- **Records for the exercise**
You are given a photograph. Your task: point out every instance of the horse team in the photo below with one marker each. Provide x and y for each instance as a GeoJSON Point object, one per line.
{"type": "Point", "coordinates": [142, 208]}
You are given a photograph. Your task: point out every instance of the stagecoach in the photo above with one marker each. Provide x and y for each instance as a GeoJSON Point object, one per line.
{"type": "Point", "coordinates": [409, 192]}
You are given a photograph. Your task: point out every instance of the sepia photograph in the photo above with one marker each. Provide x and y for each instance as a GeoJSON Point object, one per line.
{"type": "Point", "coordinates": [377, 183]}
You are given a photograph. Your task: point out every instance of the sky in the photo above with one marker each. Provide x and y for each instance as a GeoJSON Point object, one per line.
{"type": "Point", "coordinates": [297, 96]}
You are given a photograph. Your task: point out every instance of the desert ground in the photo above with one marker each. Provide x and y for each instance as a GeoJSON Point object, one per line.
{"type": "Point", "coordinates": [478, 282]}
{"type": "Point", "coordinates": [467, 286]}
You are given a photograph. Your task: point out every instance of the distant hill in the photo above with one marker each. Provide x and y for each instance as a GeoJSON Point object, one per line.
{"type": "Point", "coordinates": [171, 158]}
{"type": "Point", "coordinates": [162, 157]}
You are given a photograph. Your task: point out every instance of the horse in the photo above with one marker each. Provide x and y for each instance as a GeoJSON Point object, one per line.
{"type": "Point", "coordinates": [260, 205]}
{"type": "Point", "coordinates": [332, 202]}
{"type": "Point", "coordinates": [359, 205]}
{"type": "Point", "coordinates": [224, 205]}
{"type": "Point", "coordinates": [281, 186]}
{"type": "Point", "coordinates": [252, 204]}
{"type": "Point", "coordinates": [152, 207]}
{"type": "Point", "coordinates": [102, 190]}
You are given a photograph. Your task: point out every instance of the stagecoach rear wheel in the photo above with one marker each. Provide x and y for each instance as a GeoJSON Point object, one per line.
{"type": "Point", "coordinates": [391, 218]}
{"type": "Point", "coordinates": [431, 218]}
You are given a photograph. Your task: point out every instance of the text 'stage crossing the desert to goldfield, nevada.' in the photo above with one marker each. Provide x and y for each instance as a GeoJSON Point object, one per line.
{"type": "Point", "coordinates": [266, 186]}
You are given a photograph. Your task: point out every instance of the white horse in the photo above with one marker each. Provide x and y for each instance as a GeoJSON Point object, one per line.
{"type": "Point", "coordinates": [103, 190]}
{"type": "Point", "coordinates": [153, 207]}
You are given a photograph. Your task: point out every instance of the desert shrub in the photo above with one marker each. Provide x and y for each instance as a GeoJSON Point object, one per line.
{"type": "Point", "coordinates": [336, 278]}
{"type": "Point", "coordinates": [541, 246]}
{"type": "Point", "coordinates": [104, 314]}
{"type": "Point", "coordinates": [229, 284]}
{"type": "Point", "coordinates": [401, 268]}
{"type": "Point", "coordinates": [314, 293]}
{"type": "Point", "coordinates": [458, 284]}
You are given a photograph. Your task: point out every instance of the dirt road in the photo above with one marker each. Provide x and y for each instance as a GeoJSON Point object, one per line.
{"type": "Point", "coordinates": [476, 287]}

- **Short problem**
Each line from the one containing "the desert shrub" through the end of the entries, both included, is to be returned exactly, with no other lines.

- **Exercise response**
You are given a photograph. Your task: point out every instance of the desert shrub in the photo above with one marker each. Provide x and y for each instance as a GeoJSON Point object, one per line.
{"type": "Point", "coordinates": [336, 278]}
{"type": "Point", "coordinates": [541, 246]}
{"type": "Point", "coordinates": [104, 314]}
{"type": "Point", "coordinates": [229, 284]}
{"type": "Point", "coordinates": [401, 268]}
{"type": "Point", "coordinates": [314, 293]}
{"type": "Point", "coordinates": [458, 284]}
You are given a photograph. Your task: point out every instance of the dirt road in the photo above with one marker each. Provide x and y for each instance as a GeoJSON Point object, one per line.
{"type": "Point", "coordinates": [476, 287]}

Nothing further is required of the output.